Given task a: List every line in the rows below that contains the word "post".

Text to read:
** START **

This is a deeply caring culture, driven by empathy and humanity, not consumerism
Says Yusuf: “In the early days actually finding contacts for the bands to play at the festival was a real job. It was a kitchen table affair, we’d go out, ask friends or taxi drivers who the good local bands were, or just check out the local bars in the poorer suburban areas in Dar es Salaam, and hope we’d get lucky. I had good contacts to start with, musicians like Dr Remmy Ongala and Dr Hukwe Zawose [both now deceased], from co-ordinating music festivals in the UK, working with WOMAD, Beat the Border and the AAM. I remember one trip: I was staying in this small guest house, somewhere in Dar, and having a cigarette on the roof, just looking at the sky. The laundry guy came up and as he was taking down the washing off the line, we got chatting, and I asked him if he’d heard of this band I’d been trying to track down called Katapila, aka Sangula. It turns out he was the bandleader! They’re this really imaginative group of people - one dancer plays two flutes at the same time (through his nostrils), real funky bass lines and amazing percussion. You know these guys were totally self-taught, but they played at the Busara festival, the BBC World Routes crew were there doing interviews, there was a sense of playing real Tanzanian music, for real Tanzanians, a lot of excitement and the crowd loved it!”

** END **

Data to process:
** START **

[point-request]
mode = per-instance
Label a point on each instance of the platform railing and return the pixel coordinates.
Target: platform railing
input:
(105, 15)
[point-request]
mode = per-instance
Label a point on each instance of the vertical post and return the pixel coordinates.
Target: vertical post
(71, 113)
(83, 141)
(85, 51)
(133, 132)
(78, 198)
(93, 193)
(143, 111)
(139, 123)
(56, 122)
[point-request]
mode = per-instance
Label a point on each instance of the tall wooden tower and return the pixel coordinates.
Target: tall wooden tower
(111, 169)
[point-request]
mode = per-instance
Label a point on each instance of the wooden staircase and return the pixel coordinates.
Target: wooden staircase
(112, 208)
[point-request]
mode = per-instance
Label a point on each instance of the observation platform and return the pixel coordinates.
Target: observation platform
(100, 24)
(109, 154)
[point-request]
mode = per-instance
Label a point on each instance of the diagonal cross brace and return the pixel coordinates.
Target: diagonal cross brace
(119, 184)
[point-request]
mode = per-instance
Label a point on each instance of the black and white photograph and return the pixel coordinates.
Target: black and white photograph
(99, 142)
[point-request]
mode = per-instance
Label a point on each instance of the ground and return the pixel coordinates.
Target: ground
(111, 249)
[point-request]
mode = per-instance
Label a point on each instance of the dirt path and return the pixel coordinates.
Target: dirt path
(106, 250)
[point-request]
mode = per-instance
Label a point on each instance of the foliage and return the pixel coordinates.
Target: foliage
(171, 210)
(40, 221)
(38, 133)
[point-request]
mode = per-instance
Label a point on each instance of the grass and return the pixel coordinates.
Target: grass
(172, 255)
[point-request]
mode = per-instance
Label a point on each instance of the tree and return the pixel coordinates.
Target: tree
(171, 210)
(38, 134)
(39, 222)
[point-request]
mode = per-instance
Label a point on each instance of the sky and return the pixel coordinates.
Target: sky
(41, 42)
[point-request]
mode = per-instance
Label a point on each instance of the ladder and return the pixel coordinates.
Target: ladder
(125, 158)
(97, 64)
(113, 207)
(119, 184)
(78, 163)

** END **
** START **

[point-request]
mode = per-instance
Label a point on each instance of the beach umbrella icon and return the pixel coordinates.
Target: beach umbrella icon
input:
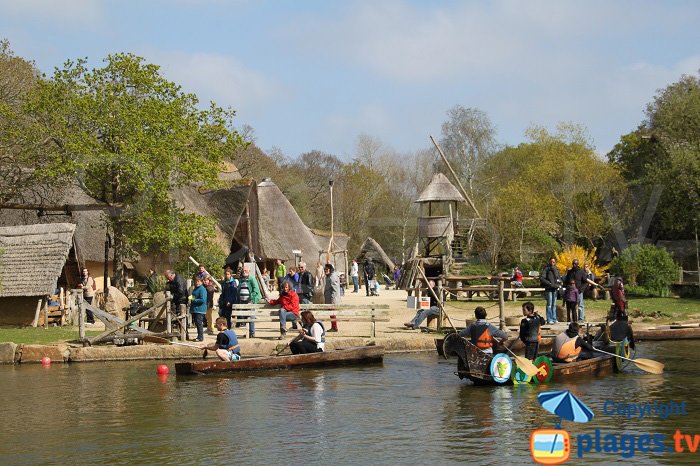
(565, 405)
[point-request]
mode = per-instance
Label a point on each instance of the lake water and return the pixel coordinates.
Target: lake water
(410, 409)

** END **
** START **

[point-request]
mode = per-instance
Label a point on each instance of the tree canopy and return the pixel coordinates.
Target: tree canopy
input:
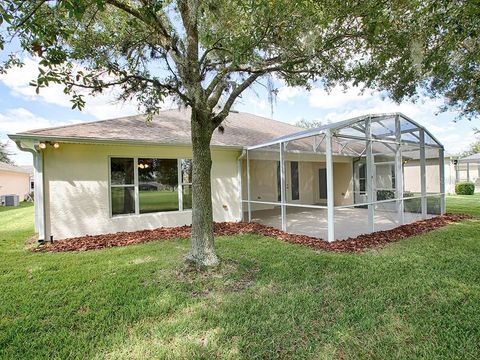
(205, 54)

** END **

Given task b: Using the passage about finding bands for the festival, decide whether each statement agrees with it, answering yes or no and quoting the words that decide it. (i) Yusuf learned that the laundry man at his guest house led the band Katapila. (ii) The members of Katapila had formal musical training. (iii) Yusuf had coordinated music festivals in the UK.

Written answer a:
Label a point on each instance of the vertical post and return the pixel coordinates.
Target: vertical post

Written answer b:
(i) Yes: "The laundry guy came up" and "It turns out he was the bandleader!"
(ii) No: "these guys were totally self-taught"
(iii) Yes: "from co-ordinating music festivals in the UK"